[Recorded data Boundary: Start]

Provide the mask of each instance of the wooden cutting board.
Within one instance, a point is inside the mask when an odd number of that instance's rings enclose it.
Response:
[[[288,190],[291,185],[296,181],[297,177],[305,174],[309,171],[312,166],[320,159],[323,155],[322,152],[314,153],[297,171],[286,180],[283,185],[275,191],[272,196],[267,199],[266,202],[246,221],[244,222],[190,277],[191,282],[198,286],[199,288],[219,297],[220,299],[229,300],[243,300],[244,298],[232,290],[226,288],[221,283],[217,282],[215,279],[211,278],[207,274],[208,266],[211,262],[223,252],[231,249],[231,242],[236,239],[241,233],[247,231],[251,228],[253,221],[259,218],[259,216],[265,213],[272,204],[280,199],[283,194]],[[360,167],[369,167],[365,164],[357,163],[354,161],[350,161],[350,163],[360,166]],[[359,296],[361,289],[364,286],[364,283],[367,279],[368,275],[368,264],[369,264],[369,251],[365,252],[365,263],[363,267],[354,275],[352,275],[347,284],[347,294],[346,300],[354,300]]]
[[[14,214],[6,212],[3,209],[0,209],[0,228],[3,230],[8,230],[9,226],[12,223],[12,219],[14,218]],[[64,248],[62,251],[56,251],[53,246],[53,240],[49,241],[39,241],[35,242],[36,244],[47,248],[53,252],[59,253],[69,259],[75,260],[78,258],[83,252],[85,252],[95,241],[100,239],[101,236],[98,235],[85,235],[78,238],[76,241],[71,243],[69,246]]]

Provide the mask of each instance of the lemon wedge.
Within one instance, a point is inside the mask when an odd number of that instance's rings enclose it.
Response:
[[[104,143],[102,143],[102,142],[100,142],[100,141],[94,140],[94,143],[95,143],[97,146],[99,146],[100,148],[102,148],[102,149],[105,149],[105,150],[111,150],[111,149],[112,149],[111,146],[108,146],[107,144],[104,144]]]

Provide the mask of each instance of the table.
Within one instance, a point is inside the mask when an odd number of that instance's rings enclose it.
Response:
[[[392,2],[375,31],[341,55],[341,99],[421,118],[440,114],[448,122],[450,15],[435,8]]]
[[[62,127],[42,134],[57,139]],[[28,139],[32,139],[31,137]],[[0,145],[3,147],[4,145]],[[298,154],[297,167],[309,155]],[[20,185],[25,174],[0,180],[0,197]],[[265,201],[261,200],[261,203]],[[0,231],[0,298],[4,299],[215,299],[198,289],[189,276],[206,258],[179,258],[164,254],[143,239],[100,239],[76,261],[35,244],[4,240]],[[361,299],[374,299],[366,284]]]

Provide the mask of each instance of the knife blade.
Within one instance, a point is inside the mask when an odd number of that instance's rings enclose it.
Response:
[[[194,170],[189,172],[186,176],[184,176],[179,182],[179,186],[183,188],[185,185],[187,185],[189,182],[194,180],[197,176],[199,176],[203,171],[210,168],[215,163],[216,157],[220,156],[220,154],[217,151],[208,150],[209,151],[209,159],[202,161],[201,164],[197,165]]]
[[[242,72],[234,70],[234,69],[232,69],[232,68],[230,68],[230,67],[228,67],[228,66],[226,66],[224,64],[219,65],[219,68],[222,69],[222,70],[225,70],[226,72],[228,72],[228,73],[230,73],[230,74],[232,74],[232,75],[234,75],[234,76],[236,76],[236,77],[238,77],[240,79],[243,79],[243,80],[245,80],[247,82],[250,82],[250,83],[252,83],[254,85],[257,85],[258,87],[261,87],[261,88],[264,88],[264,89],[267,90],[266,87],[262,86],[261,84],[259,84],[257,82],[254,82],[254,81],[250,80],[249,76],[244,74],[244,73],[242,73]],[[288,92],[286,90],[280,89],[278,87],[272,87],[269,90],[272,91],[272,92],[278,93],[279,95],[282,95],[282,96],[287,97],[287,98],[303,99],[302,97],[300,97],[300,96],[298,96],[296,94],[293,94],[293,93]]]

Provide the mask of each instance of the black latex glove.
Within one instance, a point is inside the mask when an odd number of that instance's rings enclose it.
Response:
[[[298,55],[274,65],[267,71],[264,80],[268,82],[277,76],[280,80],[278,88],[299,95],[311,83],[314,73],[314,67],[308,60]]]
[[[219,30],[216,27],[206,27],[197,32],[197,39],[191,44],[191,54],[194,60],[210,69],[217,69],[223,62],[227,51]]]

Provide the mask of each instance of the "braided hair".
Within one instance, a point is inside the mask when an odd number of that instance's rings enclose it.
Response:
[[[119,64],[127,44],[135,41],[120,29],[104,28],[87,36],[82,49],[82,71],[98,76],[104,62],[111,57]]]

[Recorded data Boundary: End]

● Task directions: Repeat the data word for word.

● Output below:
Provide the mask of each instance of the wooden cutting board.
Within one instance, a point is inside the mask when an odd number of that instance's rings enclose it.
Response:
[[[288,190],[291,185],[296,181],[297,177],[305,174],[309,171],[312,166],[320,159],[323,155],[322,152],[314,153],[297,171],[286,180],[283,185],[275,191],[272,196],[267,199],[266,202],[246,221],[244,222],[190,277],[191,282],[198,286],[199,288],[219,297],[220,299],[229,300],[243,300],[244,298],[232,290],[226,288],[221,283],[217,282],[215,279],[211,278],[207,274],[208,266],[211,262],[223,252],[231,249],[231,242],[236,239],[241,233],[247,231],[251,228],[253,221],[259,218],[259,216],[265,213],[272,204],[280,199],[283,194]],[[360,167],[369,167],[365,164],[357,163],[354,161],[350,161],[350,163],[360,166]],[[359,296],[361,289],[364,286],[364,283],[367,279],[368,275],[368,264],[369,264],[369,251],[365,252],[365,263],[363,267],[354,275],[352,275],[347,284],[347,294],[346,300],[354,300]]]
[[[14,214],[6,212],[3,209],[0,209],[0,228],[3,230],[8,230],[9,226],[12,223],[12,219],[14,218]],[[64,248],[62,251],[56,251],[53,246],[53,240],[49,241],[39,241],[35,242],[36,244],[47,248],[53,252],[59,253],[69,259],[75,260],[78,258],[83,252],[85,252],[95,241],[100,239],[101,236],[98,235],[85,235],[78,238],[76,241],[71,243],[69,246]]]

Provide the mask of each instance of the lemon wedge.
Within one instance, a point is inside the mask when an odd number of that instance's rings enclose it.
Response:
[[[104,143],[102,143],[102,142],[100,142],[100,141],[94,140],[94,143],[95,143],[97,146],[99,146],[100,148],[102,148],[102,149],[105,149],[105,150],[111,150],[111,149],[112,149],[111,146],[108,146],[107,144],[104,144]]]

Provide the mask of each instance of the table.
Within one instance, a point is inside the mask when an odd number of that instance's rings enclose it.
Response:
[[[392,2],[375,31],[341,55],[341,99],[421,118],[440,114],[448,122],[450,15],[435,8]]]
[[[62,127],[42,134],[57,139]],[[28,139],[32,139],[31,137]],[[0,145],[3,147],[4,145]],[[298,154],[297,167],[309,155]],[[20,185],[25,174],[0,180],[0,197]],[[265,201],[261,200],[261,203]],[[0,231],[0,298],[4,299],[215,299],[198,289],[189,276],[206,258],[179,258],[164,254],[143,239],[100,239],[76,261],[35,244],[4,240]],[[361,299],[374,299],[366,284]]]

Provide the mask of each instance of the knife blade.
Within one instance, a point is inside the mask when an odd number of that instance's rings enclose it.
Response:
[[[194,170],[189,172],[186,176],[184,176],[179,182],[179,186],[183,188],[185,185],[187,185],[189,182],[194,180],[197,176],[199,176],[203,171],[210,168],[215,163],[216,157],[220,156],[220,154],[217,151],[208,150],[209,151],[209,159],[202,161],[201,164],[197,165]]]
[[[242,72],[234,70],[234,69],[232,69],[232,68],[230,68],[230,67],[228,67],[228,66],[226,66],[224,64],[219,65],[219,68],[222,69],[222,70],[225,70],[226,72],[228,72],[228,73],[230,73],[230,74],[232,74],[232,75],[234,75],[234,76],[236,76],[236,77],[238,77],[240,79],[243,79],[243,80],[245,80],[247,82],[250,82],[250,83],[252,83],[254,85],[257,85],[258,87],[261,87],[261,88],[264,88],[264,89],[267,90],[266,87],[262,86],[261,84],[259,84],[257,82],[254,82],[254,81],[250,80],[249,76],[244,74],[244,73],[242,73]],[[288,92],[286,90],[280,89],[278,87],[272,87],[269,90],[272,91],[272,92],[278,93],[279,95],[282,95],[282,96],[287,97],[287,98],[303,99],[302,97],[300,97],[300,96],[298,96],[296,94],[293,94],[293,93]]]

Provide the mask of each instance of the black latex glove.
Within one instance, a point is inside the mask when an odd number of that instance's rings enclose it.
Response:
[[[298,55],[274,65],[267,71],[264,80],[268,82],[277,76],[280,80],[278,88],[299,95],[311,83],[314,73],[314,67],[308,60]]]
[[[219,30],[216,27],[206,27],[197,32],[197,39],[191,44],[191,54],[194,60],[210,69],[217,69],[223,62],[227,51]]]

Provide the mask of each instance of the "braided hair".
Within one instance, a point is inside the mask when an odd number of that instance's rings enclose it.
Response:
[[[119,64],[127,44],[135,41],[120,29],[104,28],[87,36],[82,49],[82,71],[98,76],[104,62],[111,57]]]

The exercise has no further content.